さらに、これらのターゲットを達成するための具体的な手段として、以下の2つのターゲットも設定されています。

  • ターゲット1.a: あらゆる次元での貧困を終わらせるための計画や政策を実施するべく、後発開発途上国をはじめとする開発途上国に対して、さまざまな供給源から集めた資源を十分に供給できるようにする。
    • 開発途上国が貧困削減に取り組むために必要なお金や技術を、先進国などが協力して提供していくことを目指します。
  • ターゲット1.b: 貧困撲滅のための行動への投資拡大を支援するため、国、地域及び国際レベルで、貧困層やジェンダーに配慮した開発戦略に基づいた適正な政策的枠組みを構築する。
    • 貧困削減に効果的な政策を作り、それを実行していくためのしっかりとした計画や仕組みを、国際的にも国内的にも整えることを目指します。

これらのターゲットを見ると、SDGs目標1が単にお金を配るということだけでなく、社会の仕組みそのものを変え、人々が自立して生活できるような環境を整えることを目指しているのが分かりますね。

参考:SDGグローバル指標(SDG Indicators)|外務省SDG Indicators

貧困をなくすために私たちにできること:今日から始められるアクション

「世界の貧困をなくすなんて、壮大すぎて自分には何もできないよ…」そう感じる方もいるかもしれません。でも、そんなことはありません。私たち一人ひとりの小さな行動も、積み重なれば大きな力となり、貧困問題の解決に貢献できるのです。ここでは、個人レベルで今日からでも始められるアクションをいくつかご紹介します。

1. 知る・関心を持つ

まず一番大切なのは、貧困問題について「知る」ことです。この記事を読んでくださっているあなたは、すでに関心を持ち、第一歩を踏み出しています。世界の貧困の現状や原因、そしてSDGsの目標について理解を深めることで、問題意識を持つことができます。ニュースやドキュメンタリーを見たり、関連書籍を読んだり、信頼できる団体のウェブサイトをチェックしたりするのも良いでしょう。家族や友人とこの問題について話し合ってみるのも、理解を深めるきっかけになります。

==*==

### 理解度チェック
**1.** SDGs目標1の文章で、ターゲット1.bは政策的枠組みをどのレベルで構築するとしているか。
**2.** SDGs目標1の文章を、最後の段落の後から書き継いでください。

### 記録一覧
==*==

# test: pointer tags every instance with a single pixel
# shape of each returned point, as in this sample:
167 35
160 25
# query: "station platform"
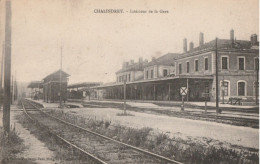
240 112
190 104
149 105
55 105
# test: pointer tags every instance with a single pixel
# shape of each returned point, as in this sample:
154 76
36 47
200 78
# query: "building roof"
222 44
35 84
57 73
84 84
166 60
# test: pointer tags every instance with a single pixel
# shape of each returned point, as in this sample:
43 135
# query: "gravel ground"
178 127
36 150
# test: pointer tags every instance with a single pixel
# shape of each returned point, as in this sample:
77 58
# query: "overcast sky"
95 45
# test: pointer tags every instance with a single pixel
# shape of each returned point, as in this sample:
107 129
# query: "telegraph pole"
257 82
125 96
60 74
7 68
217 110
2 64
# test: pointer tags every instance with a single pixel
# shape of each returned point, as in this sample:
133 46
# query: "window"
129 77
165 72
196 65
224 87
224 62
206 64
241 88
241 63
256 63
206 87
188 67
179 68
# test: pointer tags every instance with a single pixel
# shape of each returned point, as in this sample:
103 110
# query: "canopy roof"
35 84
84 84
56 74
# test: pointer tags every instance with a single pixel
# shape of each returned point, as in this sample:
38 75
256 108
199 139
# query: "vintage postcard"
133 81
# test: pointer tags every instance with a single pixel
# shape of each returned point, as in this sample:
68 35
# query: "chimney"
201 39
124 65
184 45
253 39
232 36
140 60
191 45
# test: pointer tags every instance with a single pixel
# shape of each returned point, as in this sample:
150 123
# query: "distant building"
162 78
131 71
55 86
237 64
36 90
82 90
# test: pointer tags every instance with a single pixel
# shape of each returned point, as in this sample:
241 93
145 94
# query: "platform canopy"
35 84
56 75
84 85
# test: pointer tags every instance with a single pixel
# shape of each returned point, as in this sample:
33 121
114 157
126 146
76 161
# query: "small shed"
55 87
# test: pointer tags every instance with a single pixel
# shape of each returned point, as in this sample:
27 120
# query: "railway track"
98 147
203 116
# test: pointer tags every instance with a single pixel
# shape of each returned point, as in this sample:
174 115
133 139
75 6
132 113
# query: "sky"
94 45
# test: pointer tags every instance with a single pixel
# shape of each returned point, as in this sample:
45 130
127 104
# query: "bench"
234 100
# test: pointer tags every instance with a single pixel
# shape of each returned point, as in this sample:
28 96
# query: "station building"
82 90
36 89
162 78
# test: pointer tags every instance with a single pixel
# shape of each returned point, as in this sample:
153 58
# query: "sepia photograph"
133 81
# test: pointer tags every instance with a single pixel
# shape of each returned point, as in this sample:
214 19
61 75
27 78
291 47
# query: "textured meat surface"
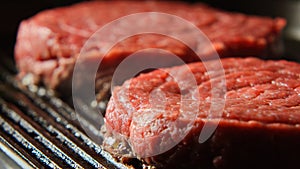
258 128
49 42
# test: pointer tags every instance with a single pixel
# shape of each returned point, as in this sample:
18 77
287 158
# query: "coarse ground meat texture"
259 126
49 42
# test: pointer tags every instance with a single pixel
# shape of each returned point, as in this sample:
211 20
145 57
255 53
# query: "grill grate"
42 131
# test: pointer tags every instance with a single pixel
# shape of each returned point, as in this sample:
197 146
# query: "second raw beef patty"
258 127
49 42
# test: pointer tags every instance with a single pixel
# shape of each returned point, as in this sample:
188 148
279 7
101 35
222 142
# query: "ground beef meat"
258 128
49 42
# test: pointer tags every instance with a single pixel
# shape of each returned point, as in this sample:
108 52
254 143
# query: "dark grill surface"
39 130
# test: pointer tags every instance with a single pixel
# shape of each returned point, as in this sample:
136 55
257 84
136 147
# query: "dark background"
14 11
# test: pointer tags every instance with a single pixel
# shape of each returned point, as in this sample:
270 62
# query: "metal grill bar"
44 131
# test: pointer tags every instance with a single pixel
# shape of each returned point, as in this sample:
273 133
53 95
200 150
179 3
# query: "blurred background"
14 11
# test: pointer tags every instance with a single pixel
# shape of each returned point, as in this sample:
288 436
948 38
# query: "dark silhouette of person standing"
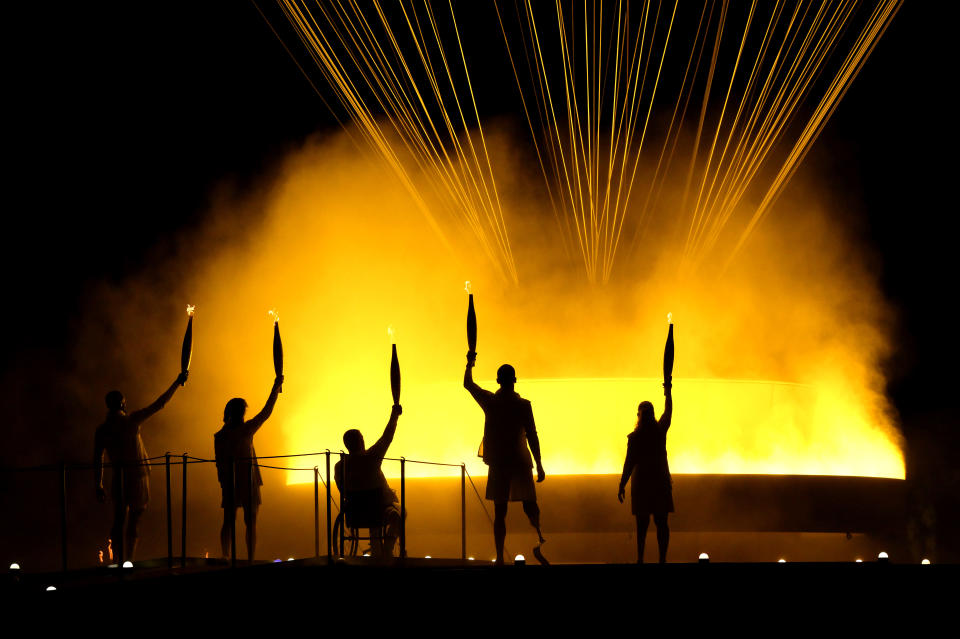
119 437
651 488
233 446
364 474
507 431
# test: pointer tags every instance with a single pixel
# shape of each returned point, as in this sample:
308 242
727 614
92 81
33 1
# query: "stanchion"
63 515
166 469
316 511
403 508
463 512
183 515
233 512
329 525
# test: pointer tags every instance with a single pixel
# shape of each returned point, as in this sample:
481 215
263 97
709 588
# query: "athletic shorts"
509 483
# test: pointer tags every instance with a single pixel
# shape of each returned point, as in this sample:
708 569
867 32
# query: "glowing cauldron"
719 427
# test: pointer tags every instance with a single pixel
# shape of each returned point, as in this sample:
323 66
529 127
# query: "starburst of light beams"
590 77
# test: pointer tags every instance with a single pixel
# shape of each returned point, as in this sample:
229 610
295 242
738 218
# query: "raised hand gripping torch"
394 370
668 353
186 352
277 347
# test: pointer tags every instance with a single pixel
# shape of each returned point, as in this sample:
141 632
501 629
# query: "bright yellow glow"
358 256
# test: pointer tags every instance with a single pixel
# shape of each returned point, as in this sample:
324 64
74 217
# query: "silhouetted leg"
133 533
250 521
533 514
663 535
391 531
229 516
643 522
116 532
499 528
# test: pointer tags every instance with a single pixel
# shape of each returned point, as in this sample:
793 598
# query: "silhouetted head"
115 401
353 440
235 410
506 376
645 414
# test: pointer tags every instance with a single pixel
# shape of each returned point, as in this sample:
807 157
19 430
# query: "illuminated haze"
778 365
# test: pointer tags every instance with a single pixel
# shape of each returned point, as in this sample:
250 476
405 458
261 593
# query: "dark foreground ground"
478 598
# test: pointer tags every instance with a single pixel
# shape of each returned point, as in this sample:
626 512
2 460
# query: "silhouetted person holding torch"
507 431
119 437
363 473
233 446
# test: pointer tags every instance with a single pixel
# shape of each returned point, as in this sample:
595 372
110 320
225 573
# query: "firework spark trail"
364 56
730 152
867 41
588 101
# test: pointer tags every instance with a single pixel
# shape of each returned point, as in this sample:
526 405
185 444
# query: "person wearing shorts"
119 437
508 430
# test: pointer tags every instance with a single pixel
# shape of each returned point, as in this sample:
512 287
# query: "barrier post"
63 515
166 470
316 512
233 513
183 515
463 512
329 525
403 508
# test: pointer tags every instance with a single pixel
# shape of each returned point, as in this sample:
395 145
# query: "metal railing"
185 460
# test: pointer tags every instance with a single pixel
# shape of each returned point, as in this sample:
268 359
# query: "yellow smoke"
777 360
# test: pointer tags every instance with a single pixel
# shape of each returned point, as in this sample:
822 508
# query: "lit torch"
277 346
668 353
394 368
186 353
471 320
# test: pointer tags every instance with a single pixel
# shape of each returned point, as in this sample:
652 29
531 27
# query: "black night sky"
124 118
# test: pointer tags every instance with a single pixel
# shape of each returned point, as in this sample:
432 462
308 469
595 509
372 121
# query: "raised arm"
145 413
533 440
380 448
667 416
257 421
479 395
99 446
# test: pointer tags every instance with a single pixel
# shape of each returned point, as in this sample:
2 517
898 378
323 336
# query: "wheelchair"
361 510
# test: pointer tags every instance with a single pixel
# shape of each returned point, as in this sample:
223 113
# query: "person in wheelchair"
364 477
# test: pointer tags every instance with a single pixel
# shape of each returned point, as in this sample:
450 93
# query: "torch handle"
277 352
395 376
186 352
471 326
668 357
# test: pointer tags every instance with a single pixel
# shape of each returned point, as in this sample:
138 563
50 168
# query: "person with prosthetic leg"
507 432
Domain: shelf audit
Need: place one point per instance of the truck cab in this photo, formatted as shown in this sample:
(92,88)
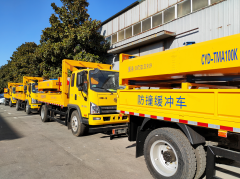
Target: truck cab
(31,91)
(93,91)
(87,101)
(6,96)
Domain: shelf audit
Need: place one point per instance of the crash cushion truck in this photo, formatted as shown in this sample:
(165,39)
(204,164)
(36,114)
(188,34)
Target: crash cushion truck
(27,95)
(189,102)
(88,102)
(6,95)
(10,95)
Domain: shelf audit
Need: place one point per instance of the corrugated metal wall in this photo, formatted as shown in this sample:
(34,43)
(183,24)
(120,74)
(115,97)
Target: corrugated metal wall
(212,22)
(136,14)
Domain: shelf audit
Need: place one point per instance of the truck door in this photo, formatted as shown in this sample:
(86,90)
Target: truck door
(77,96)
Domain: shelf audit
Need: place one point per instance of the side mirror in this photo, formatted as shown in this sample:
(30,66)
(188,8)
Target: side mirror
(80,79)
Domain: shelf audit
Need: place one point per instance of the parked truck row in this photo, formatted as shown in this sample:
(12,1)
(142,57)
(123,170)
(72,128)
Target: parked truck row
(181,105)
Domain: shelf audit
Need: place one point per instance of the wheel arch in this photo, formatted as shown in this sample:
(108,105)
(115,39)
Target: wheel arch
(71,108)
(149,125)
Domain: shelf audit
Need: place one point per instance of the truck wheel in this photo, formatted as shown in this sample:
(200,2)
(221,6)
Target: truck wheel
(17,105)
(28,108)
(201,161)
(44,113)
(169,155)
(10,103)
(78,128)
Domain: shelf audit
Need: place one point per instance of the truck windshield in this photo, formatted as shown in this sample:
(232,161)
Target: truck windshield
(34,88)
(14,90)
(104,81)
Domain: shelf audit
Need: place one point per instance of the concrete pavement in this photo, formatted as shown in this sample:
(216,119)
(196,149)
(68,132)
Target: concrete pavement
(30,149)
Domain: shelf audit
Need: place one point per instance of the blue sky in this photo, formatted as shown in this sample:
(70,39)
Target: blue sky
(23,20)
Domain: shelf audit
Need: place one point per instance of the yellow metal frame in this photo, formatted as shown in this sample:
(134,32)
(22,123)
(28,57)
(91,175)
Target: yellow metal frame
(216,107)
(30,80)
(221,56)
(11,95)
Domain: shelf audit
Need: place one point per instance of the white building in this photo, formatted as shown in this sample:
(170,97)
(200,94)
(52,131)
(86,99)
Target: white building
(150,26)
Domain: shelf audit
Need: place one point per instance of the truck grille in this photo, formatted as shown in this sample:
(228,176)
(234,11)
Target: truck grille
(108,109)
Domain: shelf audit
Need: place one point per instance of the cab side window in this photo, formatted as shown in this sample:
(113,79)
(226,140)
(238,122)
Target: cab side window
(72,80)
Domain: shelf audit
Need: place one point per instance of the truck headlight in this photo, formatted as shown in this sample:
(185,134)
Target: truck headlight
(34,101)
(94,109)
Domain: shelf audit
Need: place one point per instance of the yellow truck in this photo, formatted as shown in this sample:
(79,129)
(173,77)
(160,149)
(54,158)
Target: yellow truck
(6,95)
(87,102)
(188,106)
(9,93)
(27,95)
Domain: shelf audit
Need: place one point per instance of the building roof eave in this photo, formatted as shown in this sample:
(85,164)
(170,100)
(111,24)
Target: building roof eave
(143,41)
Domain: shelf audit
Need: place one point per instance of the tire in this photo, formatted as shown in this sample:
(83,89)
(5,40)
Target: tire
(10,103)
(169,155)
(78,128)
(17,105)
(28,108)
(201,161)
(44,114)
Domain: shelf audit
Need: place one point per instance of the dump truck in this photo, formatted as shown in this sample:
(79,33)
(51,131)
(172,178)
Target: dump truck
(87,101)
(9,94)
(27,95)
(6,95)
(183,103)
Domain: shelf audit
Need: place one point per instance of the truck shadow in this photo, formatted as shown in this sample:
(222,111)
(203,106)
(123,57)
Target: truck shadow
(6,131)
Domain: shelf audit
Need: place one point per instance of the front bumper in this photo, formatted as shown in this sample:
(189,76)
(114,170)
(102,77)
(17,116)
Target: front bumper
(108,119)
(35,106)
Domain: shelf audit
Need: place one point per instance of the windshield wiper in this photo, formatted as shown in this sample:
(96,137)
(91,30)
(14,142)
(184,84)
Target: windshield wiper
(104,89)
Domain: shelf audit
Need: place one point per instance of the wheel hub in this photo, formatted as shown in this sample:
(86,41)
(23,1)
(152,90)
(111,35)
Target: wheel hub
(169,156)
(74,124)
(164,158)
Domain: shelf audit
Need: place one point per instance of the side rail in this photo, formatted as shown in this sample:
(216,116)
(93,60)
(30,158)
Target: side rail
(212,152)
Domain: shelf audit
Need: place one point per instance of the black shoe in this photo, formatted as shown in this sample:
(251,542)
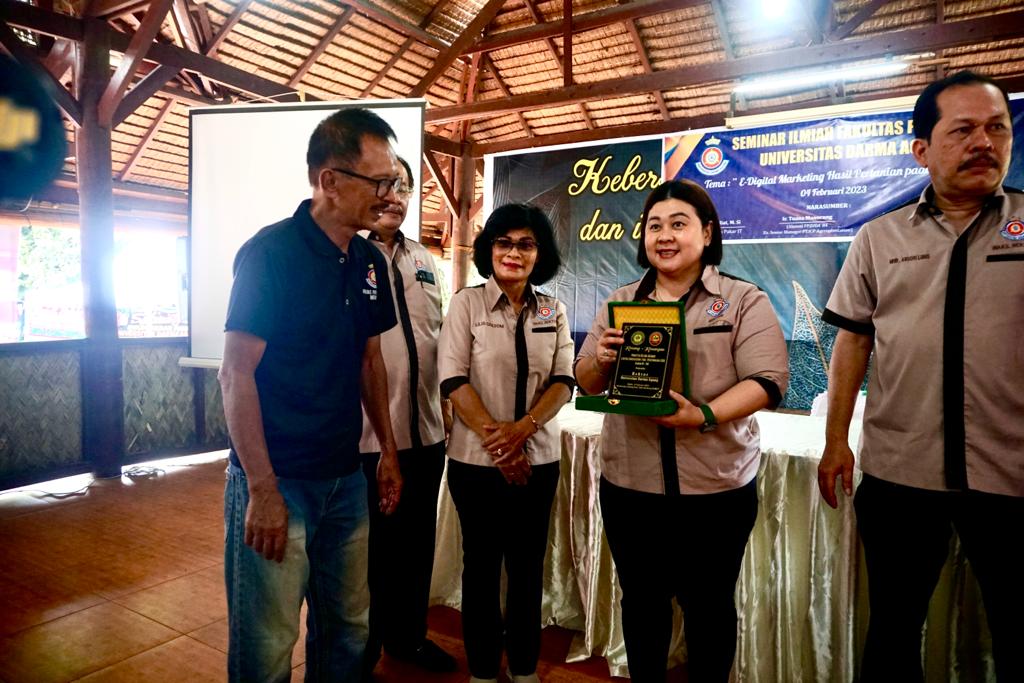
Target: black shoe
(428,656)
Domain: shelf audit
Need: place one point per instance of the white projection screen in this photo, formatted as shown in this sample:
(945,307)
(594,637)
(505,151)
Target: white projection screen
(248,170)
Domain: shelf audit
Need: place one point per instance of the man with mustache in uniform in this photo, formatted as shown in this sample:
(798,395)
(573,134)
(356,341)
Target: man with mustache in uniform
(936,290)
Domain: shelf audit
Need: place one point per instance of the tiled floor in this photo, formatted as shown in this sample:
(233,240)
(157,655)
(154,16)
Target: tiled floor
(122,582)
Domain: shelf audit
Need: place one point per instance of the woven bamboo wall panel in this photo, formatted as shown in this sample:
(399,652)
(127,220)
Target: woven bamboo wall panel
(159,413)
(40,412)
(216,425)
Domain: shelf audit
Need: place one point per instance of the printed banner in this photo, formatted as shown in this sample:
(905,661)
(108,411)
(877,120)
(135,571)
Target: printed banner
(809,180)
(790,197)
(812,180)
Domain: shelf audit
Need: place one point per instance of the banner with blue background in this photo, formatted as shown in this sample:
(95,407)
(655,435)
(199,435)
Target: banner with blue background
(791,199)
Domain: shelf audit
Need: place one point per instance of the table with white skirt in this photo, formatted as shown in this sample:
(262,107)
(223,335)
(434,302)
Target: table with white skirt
(802,594)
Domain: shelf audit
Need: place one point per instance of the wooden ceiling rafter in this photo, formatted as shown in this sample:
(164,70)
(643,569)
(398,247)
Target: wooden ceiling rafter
(315,53)
(438,175)
(397,25)
(582,23)
(563,60)
(855,22)
(567,52)
(489,66)
(25,55)
(111,9)
(725,37)
(150,135)
(189,36)
(152,83)
(138,46)
(472,72)
(812,20)
(465,39)
(60,58)
(928,38)
(680,125)
(426,22)
(631,27)
(225,28)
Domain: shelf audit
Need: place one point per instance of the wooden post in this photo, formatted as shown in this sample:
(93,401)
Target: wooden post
(462,257)
(102,390)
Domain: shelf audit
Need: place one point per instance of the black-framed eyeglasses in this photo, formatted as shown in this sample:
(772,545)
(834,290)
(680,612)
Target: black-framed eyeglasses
(505,245)
(384,185)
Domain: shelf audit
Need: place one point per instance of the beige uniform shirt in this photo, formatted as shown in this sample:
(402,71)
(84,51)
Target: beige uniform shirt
(732,334)
(947,315)
(478,345)
(413,342)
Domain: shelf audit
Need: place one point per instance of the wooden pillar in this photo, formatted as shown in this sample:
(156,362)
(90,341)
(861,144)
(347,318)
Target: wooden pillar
(102,390)
(462,255)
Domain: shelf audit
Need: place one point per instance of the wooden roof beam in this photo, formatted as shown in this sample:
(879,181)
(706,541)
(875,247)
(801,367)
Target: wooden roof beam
(226,27)
(442,183)
(427,20)
(567,51)
(928,38)
(443,145)
(60,58)
(1014,84)
(852,24)
(564,62)
(151,133)
(322,46)
(109,9)
(645,62)
(61,26)
(582,23)
(140,43)
(505,90)
(465,39)
(395,24)
(28,58)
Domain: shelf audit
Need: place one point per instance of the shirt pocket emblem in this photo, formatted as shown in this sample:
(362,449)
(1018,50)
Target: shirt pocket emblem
(717,307)
(1014,230)
(545,313)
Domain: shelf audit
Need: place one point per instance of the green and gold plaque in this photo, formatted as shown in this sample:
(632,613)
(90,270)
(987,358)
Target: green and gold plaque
(651,360)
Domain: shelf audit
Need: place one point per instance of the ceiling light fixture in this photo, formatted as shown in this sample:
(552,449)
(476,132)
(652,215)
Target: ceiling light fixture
(802,80)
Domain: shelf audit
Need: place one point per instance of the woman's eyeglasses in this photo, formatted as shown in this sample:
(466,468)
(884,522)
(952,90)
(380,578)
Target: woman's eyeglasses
(505,245)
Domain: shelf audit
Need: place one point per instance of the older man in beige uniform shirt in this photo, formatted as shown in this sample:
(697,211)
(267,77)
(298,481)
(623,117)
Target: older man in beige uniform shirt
(401,546)
(936,289)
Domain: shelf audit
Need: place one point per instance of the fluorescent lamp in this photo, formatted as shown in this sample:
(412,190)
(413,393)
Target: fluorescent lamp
(815,113)
(802,80)
(774,9)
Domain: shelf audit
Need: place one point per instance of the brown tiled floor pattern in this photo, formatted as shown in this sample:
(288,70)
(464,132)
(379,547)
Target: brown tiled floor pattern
(123,583)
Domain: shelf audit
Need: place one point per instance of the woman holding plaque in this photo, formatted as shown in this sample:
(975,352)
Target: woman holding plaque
(505,359)
(678,493)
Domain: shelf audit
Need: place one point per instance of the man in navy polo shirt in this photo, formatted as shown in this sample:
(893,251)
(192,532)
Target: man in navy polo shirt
(309,301)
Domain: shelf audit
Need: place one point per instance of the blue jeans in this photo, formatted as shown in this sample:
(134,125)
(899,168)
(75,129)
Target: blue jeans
(325,563)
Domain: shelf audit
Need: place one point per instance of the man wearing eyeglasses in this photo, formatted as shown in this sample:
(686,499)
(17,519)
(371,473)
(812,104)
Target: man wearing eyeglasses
(401,546)
(308,305)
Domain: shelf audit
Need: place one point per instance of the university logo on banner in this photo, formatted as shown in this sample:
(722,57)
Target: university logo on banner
(712,160)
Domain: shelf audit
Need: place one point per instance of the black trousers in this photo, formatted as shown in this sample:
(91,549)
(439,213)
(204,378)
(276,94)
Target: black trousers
(689,547)
(502,521)
(906,534)
(401,552)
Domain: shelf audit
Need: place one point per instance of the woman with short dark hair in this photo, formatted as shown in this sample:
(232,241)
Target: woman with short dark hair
(505,360)
(678,493)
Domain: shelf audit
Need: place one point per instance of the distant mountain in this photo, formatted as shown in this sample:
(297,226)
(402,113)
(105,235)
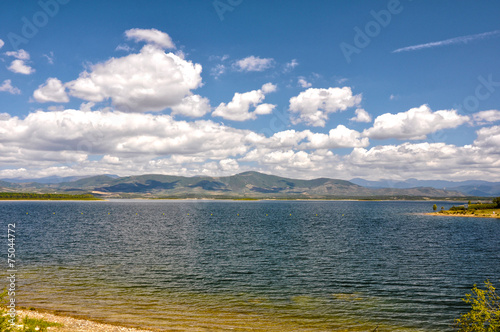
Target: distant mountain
(243,185)
(469,188)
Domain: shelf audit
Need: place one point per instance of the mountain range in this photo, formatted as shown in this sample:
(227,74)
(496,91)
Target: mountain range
(243,185)
(469,188)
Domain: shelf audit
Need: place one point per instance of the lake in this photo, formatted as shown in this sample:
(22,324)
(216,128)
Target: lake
(254,265)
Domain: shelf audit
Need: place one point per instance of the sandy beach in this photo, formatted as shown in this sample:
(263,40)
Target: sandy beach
(70,324)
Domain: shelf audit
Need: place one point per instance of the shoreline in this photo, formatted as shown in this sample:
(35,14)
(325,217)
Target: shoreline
(73,324)
(461,215)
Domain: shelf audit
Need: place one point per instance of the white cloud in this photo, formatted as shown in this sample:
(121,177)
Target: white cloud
(253,63)
(124,48)
(218,70)
(49,57)
(414,124)
(457,40)
(269,87)
(263,109)
(20,67)
(79,134)
(340,137)
(303,83)
(361,116)
(151,36)
(151,80)
(289,66)
(51,91)
(21,54)
(424,160)
(489,137)
(313,105)
(238,109)
(7,87)
(135,143)
(192,106)
(485,117)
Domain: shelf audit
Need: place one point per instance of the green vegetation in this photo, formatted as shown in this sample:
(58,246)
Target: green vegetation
(35,196)
(484,315)
(9,324)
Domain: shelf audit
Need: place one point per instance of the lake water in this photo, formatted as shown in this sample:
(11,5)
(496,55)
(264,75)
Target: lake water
(260,266)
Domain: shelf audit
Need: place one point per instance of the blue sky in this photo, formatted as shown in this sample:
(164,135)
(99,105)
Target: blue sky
(342,89)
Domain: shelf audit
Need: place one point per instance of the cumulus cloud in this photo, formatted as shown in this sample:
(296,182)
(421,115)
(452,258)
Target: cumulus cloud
(361,116)
(150,36)
(340,137)
(124,135)
(85,142)
(151,80)
(124,48)
(489,137)
(289,66)
(192,106)
(238,109)
(423,160)
(485,117)
(414,124)
(7,87)
(253,63)
(21,54)
(51,91)
(313,105)
(19,65)
(49,57)
(303,83)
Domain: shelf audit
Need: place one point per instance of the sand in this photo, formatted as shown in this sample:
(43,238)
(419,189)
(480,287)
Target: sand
(71,324)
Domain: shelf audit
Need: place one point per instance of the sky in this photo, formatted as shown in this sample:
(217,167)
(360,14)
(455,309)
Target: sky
(303,89)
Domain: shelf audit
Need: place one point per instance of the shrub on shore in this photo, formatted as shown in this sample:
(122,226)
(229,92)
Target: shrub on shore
(484,315)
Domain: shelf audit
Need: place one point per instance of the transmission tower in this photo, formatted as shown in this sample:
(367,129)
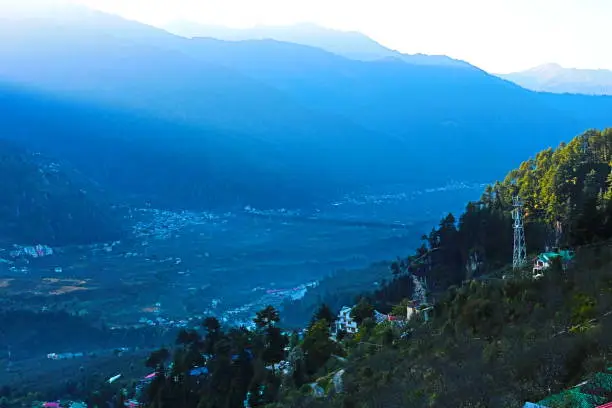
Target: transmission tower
(519,255)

==*==

### 解答一覧
**1.** 国、地域及び国際レベル

**2.**
2. 寄付をする

貧困に苦しむ人々を直接支援する方法として、信頼できるNPO/NGOなどの団体へ寄付をするという選択肢があります。多くの団体が、食料支援、医療支援、教育支援など、さまざまな形で貧困削減に取り組んでいます。少額からでも寄付できるプログラムもたくさんありますし、継続的な支援は団体の安定した活動につながります。寄付先を選ぶ際は、その団体の活動内容や透明性をよく確認することが大切です。

3. フェアトレード商品を選ぶ

普段のお買い物で、フェアトレード認証のついた商品を選んでみるのはどうでしょうか。フェアトレードとは、開発途上国の生産者に対して、より公正な価格で継続的に製品を買い取ることで、彼らの生活改善や自立を支援する貿易の仕組みです。コーヒー、紅茶、チョコレート、バナナ、衣料品など、フェアトレード商品は意外と身近にあります。これらを選ぶことは、生産者の持続可能な生活を支え、貧困削減に間接的に貢献することになります。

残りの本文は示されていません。